**DOCUMENT PASSAGE:**
=-=-=-=-=

Draw Down the Moon is the fourth studio album by American rock band, Foxing. The album was released on August 6, 2021 through Hopeless Records.

Background 
The American indie rock band Foxing released their third studio album, Nearer My God, on August 10, 2018, through Triple Crown Records. The album release was accompanied by two tours: one coheadlining with Pianos Become the Teeth in the UK and Ireland from August 9 to August 16, and another in North America from August 26 to September 30. After another coheadlining tour, this time with Now, Now in April and May 2019, Foxing closed out the year on tour with Oso Oso in support of Manchester Orchestra on the latter's 10-year anniversary tour for Mean Everything to Nothing (2009).

Coming three years after Dealer, both the diverse instrumentation and the emotionally-charged lyrics of Nearer My God were seen by music critics as more experimental than Foxing's first two albums. Frontman Conor Murphy admitted later that the band had purposely pushed themselves to "bite off more than [they] can chew" while writing Nearer My God, and wrote music that was intentionally technically challenging for each instrumentalist.

=-=-=-=-=

**MATERIAL SHOWN:**
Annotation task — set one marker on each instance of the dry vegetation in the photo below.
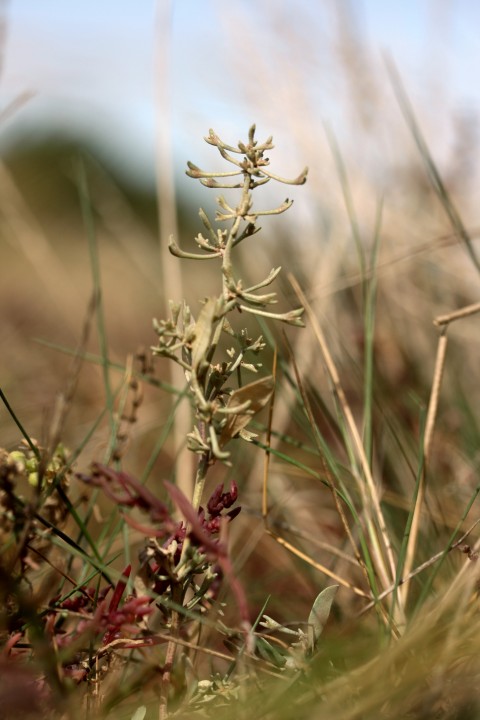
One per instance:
(371, 478)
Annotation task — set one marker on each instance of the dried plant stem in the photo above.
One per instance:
(372, 489)
(457, 314)
(429, 426)
(443, 322)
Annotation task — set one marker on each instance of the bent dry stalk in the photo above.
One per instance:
(222, 412)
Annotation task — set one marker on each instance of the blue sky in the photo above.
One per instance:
(119, 71)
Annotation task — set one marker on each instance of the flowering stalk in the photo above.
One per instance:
(222, 413)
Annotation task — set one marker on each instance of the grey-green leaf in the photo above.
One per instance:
(319, 614)
(257, 394)
(203, 333)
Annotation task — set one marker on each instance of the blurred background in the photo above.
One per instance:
(122, 93)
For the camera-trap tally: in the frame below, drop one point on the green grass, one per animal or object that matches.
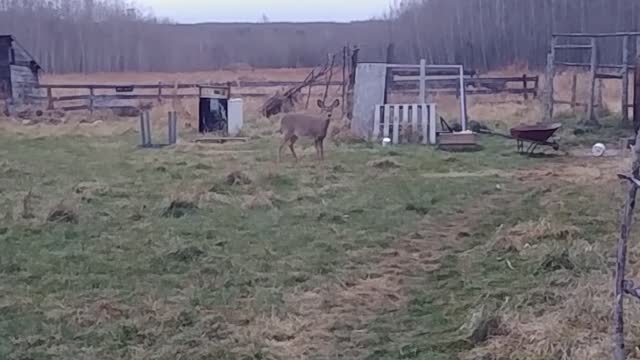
(130, 280)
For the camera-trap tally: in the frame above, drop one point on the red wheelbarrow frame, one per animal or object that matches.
(536, 135)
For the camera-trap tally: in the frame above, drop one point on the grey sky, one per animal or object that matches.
(276, 10)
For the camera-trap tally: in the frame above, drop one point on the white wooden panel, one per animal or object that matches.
(396, 124)
(386, 121)
(433, 124)
(406, 132)
(424, 112)
(415, 131)
(376, 122)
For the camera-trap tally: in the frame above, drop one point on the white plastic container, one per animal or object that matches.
(236, 116)
(598, 150)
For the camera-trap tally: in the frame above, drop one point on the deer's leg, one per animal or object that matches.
(317, 146)
(286, 139)
(292, 142)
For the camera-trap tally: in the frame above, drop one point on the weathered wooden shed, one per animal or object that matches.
(19, 72)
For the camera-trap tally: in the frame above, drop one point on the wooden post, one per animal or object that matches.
(91, 99)
(600, 96)
(591, 118)
(549, 77)
(423, 81)
(344, 79)
(50, 99)
(636, 95)
(625, 82)
(621, 286)
(574, 91)
(389, 74)
(463, 101)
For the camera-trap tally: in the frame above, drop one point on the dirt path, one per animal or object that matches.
(330, 321)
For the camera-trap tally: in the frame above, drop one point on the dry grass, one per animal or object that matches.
(531, 233)
(308, 260)
(498, 110)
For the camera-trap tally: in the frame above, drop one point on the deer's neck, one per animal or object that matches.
(327, 122)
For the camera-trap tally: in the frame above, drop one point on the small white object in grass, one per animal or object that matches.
(598, 149)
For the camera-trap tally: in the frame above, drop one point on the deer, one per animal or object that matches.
(295, 126)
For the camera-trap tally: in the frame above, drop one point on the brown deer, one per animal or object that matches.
(294, 126)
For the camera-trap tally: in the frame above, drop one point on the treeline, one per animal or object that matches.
(115, 35)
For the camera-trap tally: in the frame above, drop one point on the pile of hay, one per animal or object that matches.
(384, 163)
(531, 233)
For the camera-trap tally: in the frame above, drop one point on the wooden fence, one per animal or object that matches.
(73, 97)
(525, 85)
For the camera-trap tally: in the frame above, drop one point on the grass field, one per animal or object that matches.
(218, 252)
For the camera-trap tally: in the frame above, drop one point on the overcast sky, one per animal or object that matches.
(189, 11)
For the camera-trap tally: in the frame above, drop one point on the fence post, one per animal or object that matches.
(91, 99)
(625, 81)
(636, 94)
(574, 92)
(423, 81)
(591, 117)
(50, 99)
(433, 136)
(145, 129)
(463, 101)
(549, 77)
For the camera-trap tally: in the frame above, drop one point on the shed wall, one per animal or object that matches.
(24, 84)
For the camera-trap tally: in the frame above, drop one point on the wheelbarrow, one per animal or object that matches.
(536, 135)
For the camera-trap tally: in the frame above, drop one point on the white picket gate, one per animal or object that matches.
(406, 123)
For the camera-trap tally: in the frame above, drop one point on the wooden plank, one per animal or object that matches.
(455, 92)
(573, 47)
(50, 105)
(396, 124)
(425, 123)
(406, 123)
(74, 108)
(91, 98)
(592, 87)
(597, 35)
(415, 131)
(624, 106)
(585, 65)
(574, 91)
(422, 82)
(468, 79)
(376, 122)
(463, 102)
(433, 116)
(602, 76)
(636, 96)
(386, 121)
(550, 73)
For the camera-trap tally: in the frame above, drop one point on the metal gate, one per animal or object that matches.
(406, 123)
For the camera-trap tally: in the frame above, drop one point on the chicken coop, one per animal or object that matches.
(19, 72)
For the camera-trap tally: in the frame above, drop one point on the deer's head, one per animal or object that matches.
(328, 110)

=-=-=-=-=

Please reproduce the passage about Draw Down the Moon word for word, starting with "Coming three years" and going on through "for each instrumentalist.". This material comes from a source unrelated to the passage about Draw Down the Moon.

Coming three years after Dealer, both the diverse instrumentation and the emotionally-charged lyrics of Nearer My God were seen by music critics as more experimental than Foxing's first two albums. Frontman Conor Murphy admitted later that the band had purposely pushed themselves to "bite off more than [they] can chew" while writing Nearer My God, and wrote music that was intentionally technically challenging for each instrumentalist.